▸ Task requirements: The data must be returned exactly. No line may be left out.

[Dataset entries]

☆ ☆ ☆ ☆ ☆

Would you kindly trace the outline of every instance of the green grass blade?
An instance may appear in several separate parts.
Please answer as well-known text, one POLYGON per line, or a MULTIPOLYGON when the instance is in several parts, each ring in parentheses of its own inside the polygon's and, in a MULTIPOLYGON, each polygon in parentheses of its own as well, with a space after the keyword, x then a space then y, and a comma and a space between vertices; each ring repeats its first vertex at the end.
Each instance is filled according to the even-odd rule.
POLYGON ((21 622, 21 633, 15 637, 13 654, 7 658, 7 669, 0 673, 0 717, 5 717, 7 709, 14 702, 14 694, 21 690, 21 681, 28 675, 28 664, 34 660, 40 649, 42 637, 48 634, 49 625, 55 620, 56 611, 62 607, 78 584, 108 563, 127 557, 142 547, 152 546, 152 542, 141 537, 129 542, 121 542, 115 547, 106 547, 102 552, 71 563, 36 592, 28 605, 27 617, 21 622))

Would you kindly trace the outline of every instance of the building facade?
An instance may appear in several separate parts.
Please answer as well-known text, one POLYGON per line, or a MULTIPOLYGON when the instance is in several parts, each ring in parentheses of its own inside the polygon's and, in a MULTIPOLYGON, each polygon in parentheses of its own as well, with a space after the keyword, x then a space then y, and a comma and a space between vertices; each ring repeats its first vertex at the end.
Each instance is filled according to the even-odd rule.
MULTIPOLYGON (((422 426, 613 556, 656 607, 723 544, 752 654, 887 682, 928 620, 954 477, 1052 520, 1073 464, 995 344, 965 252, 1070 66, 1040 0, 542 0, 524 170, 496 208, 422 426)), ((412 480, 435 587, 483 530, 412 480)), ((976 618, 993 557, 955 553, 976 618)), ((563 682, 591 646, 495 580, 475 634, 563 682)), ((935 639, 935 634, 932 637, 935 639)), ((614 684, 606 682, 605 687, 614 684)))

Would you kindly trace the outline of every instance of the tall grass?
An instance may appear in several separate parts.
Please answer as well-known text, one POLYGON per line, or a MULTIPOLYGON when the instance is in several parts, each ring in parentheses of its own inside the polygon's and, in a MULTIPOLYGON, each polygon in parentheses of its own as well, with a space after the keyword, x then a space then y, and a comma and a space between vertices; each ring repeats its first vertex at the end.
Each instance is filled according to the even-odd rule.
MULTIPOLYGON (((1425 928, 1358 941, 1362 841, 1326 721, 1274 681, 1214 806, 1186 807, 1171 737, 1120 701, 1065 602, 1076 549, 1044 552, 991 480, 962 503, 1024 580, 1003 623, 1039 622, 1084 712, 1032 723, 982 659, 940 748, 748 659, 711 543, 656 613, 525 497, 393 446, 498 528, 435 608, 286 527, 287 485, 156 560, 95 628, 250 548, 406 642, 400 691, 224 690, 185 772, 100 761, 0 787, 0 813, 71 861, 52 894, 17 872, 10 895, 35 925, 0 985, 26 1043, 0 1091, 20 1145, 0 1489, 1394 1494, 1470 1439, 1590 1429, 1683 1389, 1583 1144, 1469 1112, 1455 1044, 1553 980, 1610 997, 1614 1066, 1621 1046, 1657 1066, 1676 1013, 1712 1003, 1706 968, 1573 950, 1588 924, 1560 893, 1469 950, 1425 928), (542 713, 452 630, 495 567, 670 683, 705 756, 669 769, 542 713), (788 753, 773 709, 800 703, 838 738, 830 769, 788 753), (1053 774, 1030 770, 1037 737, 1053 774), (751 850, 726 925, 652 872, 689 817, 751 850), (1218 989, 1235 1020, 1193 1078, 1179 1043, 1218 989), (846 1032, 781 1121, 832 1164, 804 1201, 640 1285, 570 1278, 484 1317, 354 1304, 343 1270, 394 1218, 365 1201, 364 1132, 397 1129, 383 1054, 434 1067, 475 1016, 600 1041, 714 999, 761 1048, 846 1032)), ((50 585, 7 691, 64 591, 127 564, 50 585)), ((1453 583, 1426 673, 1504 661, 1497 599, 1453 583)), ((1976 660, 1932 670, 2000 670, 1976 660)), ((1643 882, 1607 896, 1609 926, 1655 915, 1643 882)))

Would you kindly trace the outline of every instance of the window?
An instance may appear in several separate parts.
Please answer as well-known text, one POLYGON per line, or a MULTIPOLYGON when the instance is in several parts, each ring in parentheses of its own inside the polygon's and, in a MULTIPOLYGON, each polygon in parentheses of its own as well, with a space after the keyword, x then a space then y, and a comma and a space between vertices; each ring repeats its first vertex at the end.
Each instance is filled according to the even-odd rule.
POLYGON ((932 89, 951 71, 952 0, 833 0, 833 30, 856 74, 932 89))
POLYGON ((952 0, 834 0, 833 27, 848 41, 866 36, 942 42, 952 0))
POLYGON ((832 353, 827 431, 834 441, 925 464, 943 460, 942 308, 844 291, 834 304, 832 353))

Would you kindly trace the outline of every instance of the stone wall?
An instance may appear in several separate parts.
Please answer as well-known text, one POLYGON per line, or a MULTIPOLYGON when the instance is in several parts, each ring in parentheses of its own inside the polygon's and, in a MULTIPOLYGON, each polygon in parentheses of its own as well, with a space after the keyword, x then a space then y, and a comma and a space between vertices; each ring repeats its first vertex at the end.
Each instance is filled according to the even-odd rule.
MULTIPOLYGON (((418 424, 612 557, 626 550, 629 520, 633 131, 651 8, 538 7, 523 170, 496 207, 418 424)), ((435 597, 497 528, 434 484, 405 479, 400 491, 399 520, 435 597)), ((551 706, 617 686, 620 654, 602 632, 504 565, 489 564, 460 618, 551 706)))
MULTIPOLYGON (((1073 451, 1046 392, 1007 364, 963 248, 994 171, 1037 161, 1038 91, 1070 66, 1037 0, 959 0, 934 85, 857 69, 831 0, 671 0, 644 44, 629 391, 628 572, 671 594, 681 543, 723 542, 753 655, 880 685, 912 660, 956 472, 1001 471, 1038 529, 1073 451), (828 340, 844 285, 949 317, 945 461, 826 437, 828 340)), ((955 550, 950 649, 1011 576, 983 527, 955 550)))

☆ ☆ ☆ ☆ ☆

▸ Response box:
Would you kindly trace the outline of every instance of the green grass blade?
An instance may appear in several separate parts.
Please answer as well-known text, one POLYGON per line, or a MULTIPOLYGON when the instance is in several parts, each ring in parentheses of its own inside the polygon's and, in a MULTIPOLYGON, each polygon in parentheses of its own as well, with a space after the keyword, x then a space then y, and a comma and a space between vertices; each ring repeats its first vertex at the end.
Each instance is filled according to the even-odd rule.
POLYGON ((21 622, 21 633, 15 637, 13 654, 7 658, 7 669, 0 673, 0 717, 5 717, 7 709, 14 702, 14 694, 21 690, 21 681, 28 675, 28 664, 34 660, 40 649, 42 637, 48 634, 49 625, 55 620, 56 611, 62 607, 78 584, 108 563, 127 557, 142 547, 152 546, 152 542, 141 537, 129 542, 121 542, 115 547, 106 547, 102 552, 71 563, 36 592, 28 605, 27 617, 21 622))

Would you kindly trace the outline of every instance of the building facade?
An instance may appear in several separate parts.
Please answer as well-known text, one POLYGON per line, or a MULTIPOLYGON when the instance is in several parts, each ring in parentheses of its own inside the polygon's and, in a MULTIPOLYGON, each polygon in parentheses of its own as well, with a space after the keyword, x then a space then y, and a comma and a space between vertices; each ring repeats its first vertex at the end.
Each instance is filled according to the even-odd rule.
MULTIPOLYGON (((422 426, 613 556, 656 607, 723 544, 752 654, 887 682, 928 620, 954 477, 1052 520, 1073 464, 995 344, 965 252, 1070 66, 1040 0, 542 0, 524 170, 496 208, 422 426)), ((412 480, 435 587, 483 530, 412 480)), ((976 618, 993 557, 955 553, 976 618)), ((563 682, 591 646, 495 580, 475 634, 563 682)), ((935 639, 935 634, 932 637, 935 639)), ((614 684, 606 682, 605 687, 614 684)))

Would you kindly trace the outline of every instance of the tall grass?
An instance may appear in several separate parts.
Please answer as well-known text, one POLYGON per line, or a MULTIPOLYGON when the instance is in several parts, each ring in parentheses of its own inside the polygon's and, in a MULTIPOLYGON, each polygon in parentheses of its own as well, with a space after the keyword, x then a space then y, and a comma and a space between vertices; each ring repeats its first vertex at the end.
Each instance is filled according to the even-odd rule.
MULTIPOLYGON (((1425 928, 1358 941, 1362 841, 1326 721, 1274 681, 1214 806, 1186 807, 1171 737, 1120 701, 1065 602, 1076 549, 1044 552, 991 480, 962 503, 1024 580, 1003 623, 1039 622, 1084 712, 1032 723, 982 659, 940 748, 748 659, 711 543, 656 613, 525 497, 393 446, 498 528, 435 608, 286 527, 287 485, 156 560, 95 628, 250 548, 406 642, 400 691, 224 690, 185 772, 100 761, 0 787, 0 813, 71 861, 52 894, 17 872, 10 895, 35 925, 0 985, 26 1043, 0 1091, 20 1145, 0 1489, 1394 1494, 1470 1439, 1590 1429, 1683 1389, 1583 1144, 1469 1112, 1455 1044, 1553 980, 1610 997, 1614 1066, 1621 1046, 1657 1066, 1676 1013, 1712 1003, 1706 968, 1573 950, 1588 924, 1560 893, 1469 950, 1425 928), (542 713, 452 630, 495 567, 670 683, 705 756, 669 769, 542 713), (788 753, 773 709, 800 703, 838 738, 830 769, 788 753), (1053 774, 1030 770, 1037 737, 1053 774), (751 850, 726 925, 652 872, 689 817, 751 850), (1218 989, 1235 1020, 1193 1078, 1179 1043, 1218 989), (846 1032, 781 1121, 832 1164, 804 1201, 640 1285, 570 1278, 484 1317, 354 1304, 343 1270, 394 1218, 365 1201, 364 1132, 397 1129, 383 1054, 434 1067, 475 1016, 600 1041, 714 999, 761 1048, 846 1032)), ((50 585, 7 691, 64 591, 127 564, 50 585)), ((1453 583, 1426 673, 1504 661, 1497 599, 1453 583)), ((1976 660, 1932 670, 2000 670, 1976 660)), ((1643 882, 1607 896, 1609 926, 1655 915, 1643 882)))

Would you kindly trace the outline of every instance of the window?
An instance may appear in several separate parts.
Please answer as well-known text, one POLYGON per line, or a MULTIPOLYGON when the instance is in several parts, each ring in parentheses of its own inside the polygon's and, in a MULTIPOLYGON, each polygon in parentheses of its own as well, with a space after the keyword, x then a space then y, and a comma and a space between vertices; each ring repeats its first vertex at the end.
Each instance is filled according to the even-odd rule.
POLYGON ((932 89, 951 71, 952 0, 833 0, 833 30, 856 74, 932 89))
POLYGON ((952 0, 834 0, 833 27, 848 41, 866 36, 942 42, 952 0))
POLYGON ((832 353, 827 431, 834 441, 925 464, 943 460, 942 308, 844 291, 834 304, 832 353))

Would you kindly trace the outline of every instance of the stone wall?
An instance may appear in several separate parts.
Please answer as well-known text, one POLYGON per line, or a MULTIPOLYGON when the instance is in several parts, each ring in parentheses of its own inside the polygon's and, in a MULTIPOLYGON, each polygon in parentheses of its own as well, with a space after the keyword, x then a space then y, and a comma and a space between vertices; each ring repeats its first vertex at the end.
Each instance is filled according to the even-odd rule.
MULTIPOLYGON (((418 424, 612 557, 626 550, 629 520, 633 131, 651 8, 538 7, 523 170, 496 207, 418 424)), ((435 597, 497 528, 434 484, 405 479, 400 491, 399 520, 435 597)), ((551 706, 617 686, 620 654, 602 632, 504 565, 489 564, 460 618, 551 706)))
MULTIPOLYGON (((1073 451, 1046 392, 1007 364, 963 248, 994 171, 1037 161, 1038 91, 1070 66, 1037 0, 959 0, 934 85, 857 69, 831 0, 671 0, 644 44, 629 391, 628 572, 671 594, 681 543, 723 542, 753 655, 880 685, 912 660, 956 472, 1001 471, 1038 529, 1073 451), (828 340, 844 285, 949 317, 945 461, 826 437, 828 340)), ((955 550, 950 649, 1011 576, 983 527, 955 550)))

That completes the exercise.